Entries from a dataset:
——————————

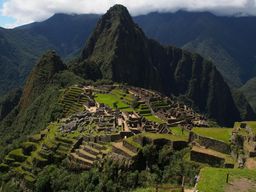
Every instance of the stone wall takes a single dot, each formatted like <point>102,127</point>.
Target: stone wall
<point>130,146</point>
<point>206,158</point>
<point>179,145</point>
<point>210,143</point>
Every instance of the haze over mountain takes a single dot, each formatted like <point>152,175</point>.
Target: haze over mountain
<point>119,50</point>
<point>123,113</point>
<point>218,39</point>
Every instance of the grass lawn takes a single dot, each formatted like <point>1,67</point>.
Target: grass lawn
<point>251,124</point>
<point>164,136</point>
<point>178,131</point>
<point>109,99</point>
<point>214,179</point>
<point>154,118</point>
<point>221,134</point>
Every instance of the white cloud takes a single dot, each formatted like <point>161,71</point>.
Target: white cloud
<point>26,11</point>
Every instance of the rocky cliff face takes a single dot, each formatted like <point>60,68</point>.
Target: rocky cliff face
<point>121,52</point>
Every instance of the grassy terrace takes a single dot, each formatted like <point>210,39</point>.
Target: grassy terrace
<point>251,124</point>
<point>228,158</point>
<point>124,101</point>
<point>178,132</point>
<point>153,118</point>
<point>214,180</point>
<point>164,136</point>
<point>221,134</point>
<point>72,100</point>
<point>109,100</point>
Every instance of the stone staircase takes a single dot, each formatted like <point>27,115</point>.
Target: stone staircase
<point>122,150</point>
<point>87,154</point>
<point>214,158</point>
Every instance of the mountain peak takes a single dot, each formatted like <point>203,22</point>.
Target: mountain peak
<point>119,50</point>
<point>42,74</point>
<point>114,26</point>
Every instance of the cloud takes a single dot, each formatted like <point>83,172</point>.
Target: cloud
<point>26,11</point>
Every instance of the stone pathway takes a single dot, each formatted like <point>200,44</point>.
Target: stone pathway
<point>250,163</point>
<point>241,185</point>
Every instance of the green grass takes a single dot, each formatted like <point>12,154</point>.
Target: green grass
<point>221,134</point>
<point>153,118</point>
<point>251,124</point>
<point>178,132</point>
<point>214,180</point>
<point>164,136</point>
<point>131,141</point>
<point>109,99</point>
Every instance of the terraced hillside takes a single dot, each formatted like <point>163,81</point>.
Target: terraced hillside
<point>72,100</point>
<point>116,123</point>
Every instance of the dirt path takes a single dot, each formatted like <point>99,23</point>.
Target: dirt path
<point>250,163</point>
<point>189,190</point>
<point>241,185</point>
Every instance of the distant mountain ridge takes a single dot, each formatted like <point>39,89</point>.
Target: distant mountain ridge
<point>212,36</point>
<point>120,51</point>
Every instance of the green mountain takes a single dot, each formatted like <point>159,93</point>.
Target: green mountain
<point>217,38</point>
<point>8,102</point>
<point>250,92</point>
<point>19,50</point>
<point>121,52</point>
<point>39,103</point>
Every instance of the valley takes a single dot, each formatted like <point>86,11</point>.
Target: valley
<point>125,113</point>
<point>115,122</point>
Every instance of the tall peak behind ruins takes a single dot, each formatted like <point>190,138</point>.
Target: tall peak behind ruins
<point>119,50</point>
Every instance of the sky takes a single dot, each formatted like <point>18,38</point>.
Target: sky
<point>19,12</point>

——————————

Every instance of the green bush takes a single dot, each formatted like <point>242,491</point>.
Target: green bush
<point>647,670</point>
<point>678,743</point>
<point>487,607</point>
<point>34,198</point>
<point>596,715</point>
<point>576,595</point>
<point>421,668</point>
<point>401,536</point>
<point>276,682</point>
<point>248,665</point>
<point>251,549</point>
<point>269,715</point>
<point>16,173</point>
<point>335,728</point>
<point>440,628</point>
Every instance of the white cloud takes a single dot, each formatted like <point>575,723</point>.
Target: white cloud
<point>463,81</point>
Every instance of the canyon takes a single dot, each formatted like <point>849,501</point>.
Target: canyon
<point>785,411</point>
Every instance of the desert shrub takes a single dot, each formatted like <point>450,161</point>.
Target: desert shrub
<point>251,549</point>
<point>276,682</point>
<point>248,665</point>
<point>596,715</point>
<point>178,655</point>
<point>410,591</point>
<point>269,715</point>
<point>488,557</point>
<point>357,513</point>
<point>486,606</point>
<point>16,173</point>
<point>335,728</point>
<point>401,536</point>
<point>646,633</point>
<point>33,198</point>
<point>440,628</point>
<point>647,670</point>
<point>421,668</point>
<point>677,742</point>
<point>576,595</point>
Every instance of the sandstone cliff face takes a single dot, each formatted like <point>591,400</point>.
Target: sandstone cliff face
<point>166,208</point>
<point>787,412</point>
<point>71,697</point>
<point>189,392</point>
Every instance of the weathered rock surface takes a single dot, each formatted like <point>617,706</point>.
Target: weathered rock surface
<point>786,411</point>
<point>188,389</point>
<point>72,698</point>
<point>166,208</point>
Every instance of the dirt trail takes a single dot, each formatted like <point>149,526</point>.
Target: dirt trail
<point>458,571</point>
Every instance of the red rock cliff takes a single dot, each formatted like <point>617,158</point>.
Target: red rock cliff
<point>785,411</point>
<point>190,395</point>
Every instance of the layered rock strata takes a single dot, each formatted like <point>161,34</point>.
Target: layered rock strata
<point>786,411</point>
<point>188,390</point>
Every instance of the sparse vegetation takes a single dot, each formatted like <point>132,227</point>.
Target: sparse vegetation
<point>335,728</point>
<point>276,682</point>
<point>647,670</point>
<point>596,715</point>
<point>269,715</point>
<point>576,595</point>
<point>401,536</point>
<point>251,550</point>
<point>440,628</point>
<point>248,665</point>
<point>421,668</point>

——————————

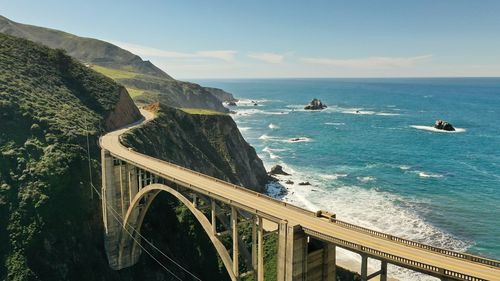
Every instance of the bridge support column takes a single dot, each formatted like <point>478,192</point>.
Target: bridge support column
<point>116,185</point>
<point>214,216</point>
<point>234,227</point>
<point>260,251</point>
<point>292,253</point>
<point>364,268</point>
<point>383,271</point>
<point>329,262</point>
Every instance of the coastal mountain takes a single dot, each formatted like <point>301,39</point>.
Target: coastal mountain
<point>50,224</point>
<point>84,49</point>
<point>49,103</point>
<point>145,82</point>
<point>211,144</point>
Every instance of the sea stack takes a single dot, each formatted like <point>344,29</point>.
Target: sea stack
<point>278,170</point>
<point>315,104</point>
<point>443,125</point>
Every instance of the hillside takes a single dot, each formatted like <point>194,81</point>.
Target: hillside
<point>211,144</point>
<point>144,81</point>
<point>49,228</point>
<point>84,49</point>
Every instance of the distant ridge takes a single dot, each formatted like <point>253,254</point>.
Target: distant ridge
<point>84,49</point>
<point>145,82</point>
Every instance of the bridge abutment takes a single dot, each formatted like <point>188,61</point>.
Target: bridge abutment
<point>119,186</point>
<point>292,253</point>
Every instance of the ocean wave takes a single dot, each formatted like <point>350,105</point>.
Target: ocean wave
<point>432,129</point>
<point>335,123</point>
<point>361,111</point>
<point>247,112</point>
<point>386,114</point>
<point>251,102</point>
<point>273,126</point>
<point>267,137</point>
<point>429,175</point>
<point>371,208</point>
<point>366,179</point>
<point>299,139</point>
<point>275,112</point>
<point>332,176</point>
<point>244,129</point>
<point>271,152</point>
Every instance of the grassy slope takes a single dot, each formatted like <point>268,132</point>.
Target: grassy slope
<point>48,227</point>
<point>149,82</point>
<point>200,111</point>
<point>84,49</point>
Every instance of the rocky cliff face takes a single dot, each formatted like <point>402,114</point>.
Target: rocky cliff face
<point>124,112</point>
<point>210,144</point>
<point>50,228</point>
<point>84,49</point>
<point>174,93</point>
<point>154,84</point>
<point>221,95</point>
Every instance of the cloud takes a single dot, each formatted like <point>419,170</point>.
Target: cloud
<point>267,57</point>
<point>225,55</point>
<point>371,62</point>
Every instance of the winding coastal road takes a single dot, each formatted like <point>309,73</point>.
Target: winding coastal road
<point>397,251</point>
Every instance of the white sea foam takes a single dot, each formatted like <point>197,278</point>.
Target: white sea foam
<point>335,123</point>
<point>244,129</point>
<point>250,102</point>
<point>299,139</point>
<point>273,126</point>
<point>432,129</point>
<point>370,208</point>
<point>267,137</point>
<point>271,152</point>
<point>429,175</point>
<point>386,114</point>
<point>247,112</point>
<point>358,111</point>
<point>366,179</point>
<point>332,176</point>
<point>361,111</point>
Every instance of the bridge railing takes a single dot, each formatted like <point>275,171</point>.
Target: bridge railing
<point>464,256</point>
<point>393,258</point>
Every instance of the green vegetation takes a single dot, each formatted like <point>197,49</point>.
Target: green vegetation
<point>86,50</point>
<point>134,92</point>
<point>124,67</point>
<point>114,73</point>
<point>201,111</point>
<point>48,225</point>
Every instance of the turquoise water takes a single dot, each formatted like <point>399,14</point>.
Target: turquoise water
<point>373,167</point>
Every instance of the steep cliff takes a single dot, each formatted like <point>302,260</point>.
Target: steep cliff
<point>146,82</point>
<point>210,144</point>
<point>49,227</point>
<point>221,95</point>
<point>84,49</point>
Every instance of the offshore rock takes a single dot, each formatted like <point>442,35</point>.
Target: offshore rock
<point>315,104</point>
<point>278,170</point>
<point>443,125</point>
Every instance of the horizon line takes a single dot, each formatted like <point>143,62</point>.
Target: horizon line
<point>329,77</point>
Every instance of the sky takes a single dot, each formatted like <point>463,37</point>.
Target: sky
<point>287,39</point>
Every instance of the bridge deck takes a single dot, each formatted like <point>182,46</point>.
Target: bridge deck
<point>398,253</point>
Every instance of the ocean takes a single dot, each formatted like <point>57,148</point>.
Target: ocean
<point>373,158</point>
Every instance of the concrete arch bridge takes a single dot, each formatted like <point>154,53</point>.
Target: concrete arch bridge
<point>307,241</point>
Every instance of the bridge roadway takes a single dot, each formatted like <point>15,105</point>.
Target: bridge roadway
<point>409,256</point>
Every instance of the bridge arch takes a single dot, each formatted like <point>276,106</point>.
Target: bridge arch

——————————

▸ **What to produce**:
Quote the items word for word, starting at the line that contains "Every instance of the terraced" and ending at the line that contains "<point>120,51</point>", both lines included.

▸ **Solution to the problem**:
Every instance of the terraced hillside takes a single dot, each formatted like <point>163,81</point>.
Target: terraced hillside
<point>72,100</point>
<point>116,123</point>
Every instance of the dirt path takes a single dot, each formatted like <point>99,23</point>.
Target: dirt path
<point>250,163</point>
<point>189,190</point>
<point>241,185</point>
Every instance of the distant mountain ridge takes a single dot, each formatted like <point>39,89</point>.
Target: distant mountain ridge
<point>212,36</point>
<point>120,51</point>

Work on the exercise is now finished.